Extracted material ▸
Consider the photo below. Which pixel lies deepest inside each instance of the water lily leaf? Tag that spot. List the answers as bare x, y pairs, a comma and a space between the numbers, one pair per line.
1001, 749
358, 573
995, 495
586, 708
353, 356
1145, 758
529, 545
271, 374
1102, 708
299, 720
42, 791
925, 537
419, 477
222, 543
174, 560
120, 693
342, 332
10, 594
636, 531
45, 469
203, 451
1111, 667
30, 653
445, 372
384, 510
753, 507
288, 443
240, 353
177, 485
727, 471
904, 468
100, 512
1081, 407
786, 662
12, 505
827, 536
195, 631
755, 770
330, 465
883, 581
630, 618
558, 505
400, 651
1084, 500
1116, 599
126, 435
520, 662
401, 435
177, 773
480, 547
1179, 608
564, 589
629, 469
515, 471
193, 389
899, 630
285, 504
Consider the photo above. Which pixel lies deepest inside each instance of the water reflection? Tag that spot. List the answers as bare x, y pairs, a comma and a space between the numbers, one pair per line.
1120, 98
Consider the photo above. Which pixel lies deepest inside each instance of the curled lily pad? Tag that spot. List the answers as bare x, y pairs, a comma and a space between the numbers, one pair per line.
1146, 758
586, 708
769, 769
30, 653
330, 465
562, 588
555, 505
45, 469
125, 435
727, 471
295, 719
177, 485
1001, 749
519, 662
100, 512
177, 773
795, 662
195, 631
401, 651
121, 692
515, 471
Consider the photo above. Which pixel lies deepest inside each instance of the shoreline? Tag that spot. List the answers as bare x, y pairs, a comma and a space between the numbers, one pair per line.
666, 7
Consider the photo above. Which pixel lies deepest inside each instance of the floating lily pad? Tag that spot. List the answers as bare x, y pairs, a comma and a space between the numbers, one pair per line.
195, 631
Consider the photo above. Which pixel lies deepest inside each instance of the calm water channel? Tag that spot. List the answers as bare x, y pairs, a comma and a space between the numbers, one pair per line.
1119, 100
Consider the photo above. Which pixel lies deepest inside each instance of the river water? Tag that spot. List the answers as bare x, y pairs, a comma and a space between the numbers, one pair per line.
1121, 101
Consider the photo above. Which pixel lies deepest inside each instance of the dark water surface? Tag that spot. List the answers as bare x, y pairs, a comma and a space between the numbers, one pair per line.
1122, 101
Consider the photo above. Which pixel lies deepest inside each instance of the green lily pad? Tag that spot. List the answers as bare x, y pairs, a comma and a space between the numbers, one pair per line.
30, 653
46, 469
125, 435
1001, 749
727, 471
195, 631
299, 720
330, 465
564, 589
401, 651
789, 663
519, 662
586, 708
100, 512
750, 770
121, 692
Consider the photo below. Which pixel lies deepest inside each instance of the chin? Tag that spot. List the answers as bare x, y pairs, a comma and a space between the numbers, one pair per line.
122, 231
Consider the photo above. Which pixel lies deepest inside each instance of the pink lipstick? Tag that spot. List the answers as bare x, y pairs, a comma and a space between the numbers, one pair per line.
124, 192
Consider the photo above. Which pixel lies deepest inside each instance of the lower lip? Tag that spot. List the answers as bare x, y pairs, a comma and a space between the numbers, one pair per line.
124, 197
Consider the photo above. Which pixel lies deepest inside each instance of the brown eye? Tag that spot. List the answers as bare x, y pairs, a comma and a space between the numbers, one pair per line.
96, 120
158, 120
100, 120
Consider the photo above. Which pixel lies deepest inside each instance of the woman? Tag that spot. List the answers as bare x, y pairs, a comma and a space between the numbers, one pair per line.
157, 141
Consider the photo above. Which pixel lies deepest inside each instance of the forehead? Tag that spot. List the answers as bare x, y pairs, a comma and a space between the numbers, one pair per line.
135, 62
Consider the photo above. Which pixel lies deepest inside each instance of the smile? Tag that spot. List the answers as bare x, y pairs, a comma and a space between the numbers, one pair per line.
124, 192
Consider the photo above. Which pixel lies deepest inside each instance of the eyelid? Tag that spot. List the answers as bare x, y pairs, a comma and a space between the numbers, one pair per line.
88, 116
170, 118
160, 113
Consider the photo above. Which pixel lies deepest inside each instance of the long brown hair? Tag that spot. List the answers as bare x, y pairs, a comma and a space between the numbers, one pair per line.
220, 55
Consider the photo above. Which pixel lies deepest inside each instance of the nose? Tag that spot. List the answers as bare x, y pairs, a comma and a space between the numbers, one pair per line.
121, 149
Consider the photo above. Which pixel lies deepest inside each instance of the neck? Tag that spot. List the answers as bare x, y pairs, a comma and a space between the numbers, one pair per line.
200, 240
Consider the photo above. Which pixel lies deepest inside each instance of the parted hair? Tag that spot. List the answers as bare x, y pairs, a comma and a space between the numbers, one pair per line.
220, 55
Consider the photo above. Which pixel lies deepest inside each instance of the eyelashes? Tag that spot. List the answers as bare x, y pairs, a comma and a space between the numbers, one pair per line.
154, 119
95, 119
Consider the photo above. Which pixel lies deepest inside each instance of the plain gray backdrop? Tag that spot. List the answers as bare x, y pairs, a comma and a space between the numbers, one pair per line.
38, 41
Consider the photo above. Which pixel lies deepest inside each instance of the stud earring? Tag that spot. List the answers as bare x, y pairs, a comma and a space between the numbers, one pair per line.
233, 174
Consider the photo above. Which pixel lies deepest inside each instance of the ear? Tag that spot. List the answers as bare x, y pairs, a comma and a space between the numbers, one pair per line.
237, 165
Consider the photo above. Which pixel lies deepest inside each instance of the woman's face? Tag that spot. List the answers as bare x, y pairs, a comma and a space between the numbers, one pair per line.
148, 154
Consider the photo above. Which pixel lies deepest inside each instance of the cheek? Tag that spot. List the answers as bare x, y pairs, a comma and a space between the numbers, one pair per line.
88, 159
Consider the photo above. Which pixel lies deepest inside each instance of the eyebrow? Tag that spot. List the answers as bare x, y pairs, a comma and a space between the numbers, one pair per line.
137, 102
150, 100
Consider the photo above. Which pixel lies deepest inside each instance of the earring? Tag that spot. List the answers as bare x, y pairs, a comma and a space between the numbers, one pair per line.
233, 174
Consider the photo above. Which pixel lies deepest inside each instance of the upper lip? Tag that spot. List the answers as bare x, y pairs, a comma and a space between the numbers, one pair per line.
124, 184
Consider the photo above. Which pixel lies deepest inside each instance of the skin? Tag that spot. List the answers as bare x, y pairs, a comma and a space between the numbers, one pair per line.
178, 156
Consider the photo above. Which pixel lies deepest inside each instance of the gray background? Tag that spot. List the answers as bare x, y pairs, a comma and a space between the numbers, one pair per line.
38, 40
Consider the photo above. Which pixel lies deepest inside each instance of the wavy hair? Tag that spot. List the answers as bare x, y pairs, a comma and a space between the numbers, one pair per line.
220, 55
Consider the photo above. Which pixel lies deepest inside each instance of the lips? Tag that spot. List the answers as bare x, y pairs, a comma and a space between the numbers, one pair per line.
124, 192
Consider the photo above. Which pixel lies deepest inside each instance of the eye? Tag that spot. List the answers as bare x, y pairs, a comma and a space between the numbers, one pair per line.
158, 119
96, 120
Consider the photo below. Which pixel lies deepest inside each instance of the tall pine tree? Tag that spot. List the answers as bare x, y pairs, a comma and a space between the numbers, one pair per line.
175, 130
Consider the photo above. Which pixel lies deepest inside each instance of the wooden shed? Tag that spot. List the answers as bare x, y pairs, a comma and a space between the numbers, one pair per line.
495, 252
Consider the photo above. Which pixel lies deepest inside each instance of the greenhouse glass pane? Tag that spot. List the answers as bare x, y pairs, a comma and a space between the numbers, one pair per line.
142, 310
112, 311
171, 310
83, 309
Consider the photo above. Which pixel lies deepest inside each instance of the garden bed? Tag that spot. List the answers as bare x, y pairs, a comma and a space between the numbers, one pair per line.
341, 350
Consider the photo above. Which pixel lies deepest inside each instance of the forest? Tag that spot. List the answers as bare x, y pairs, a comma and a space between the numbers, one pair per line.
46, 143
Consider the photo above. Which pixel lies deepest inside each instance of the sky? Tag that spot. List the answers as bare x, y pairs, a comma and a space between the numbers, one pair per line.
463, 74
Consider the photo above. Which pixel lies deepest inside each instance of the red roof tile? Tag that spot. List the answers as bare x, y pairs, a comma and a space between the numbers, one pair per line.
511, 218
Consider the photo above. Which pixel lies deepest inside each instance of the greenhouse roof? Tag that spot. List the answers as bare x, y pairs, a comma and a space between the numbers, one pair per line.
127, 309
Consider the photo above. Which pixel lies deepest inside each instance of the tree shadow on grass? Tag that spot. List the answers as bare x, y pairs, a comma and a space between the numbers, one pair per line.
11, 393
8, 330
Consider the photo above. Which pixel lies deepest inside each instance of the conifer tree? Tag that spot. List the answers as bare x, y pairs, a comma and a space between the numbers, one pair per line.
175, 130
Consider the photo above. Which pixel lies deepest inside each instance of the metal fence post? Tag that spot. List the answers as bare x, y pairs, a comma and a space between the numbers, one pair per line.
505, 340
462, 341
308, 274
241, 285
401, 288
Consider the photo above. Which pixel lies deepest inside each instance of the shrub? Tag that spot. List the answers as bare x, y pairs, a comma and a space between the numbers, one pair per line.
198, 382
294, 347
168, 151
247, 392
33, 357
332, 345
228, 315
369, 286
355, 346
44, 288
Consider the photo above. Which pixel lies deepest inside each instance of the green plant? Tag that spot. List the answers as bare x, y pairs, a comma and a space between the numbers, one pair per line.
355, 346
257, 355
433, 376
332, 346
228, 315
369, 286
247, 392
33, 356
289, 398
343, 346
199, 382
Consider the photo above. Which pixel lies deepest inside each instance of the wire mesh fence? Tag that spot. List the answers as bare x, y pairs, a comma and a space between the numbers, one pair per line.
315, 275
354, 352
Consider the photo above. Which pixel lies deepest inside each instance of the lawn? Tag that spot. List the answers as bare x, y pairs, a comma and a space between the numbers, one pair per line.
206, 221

Written exercise ▸ Rewrite the items above as a two-column CSV with the headers instruction and coordinates, starting with the line that contains "the green plant?" and going on through the end of the items. Give one row per item, with its text and its answer each in a single quoted field and every line break replaced by a space.

In response ▸
instruction,coordinates
"Consider the photo above. Which pixel lies deepest inside each instance of the green plant? Tag that spot. List the answers as bare x, y pairs, a comma and a space between the numbers, one pair per line.","355, 346 257, 355 433, 376 332, 346 228, 315 369, 286 247, 392 33, 356 289, 398 343, 346 199, 382"
"Consider the photo above. Which pixel lies deepest inside each instance of the wire mesh fence? Tag that spot. List the answers as bare x, y pairs, a comma and a space between the numbers, one pair per line.","315, 275 354, 352"
"Consider the photo above. Which pixel lies deepest inside each instance of the lawn? Tag that spot. List the answers as bare x, y pairs, a comma and a space between the numbers, one pair per line.","206, 221"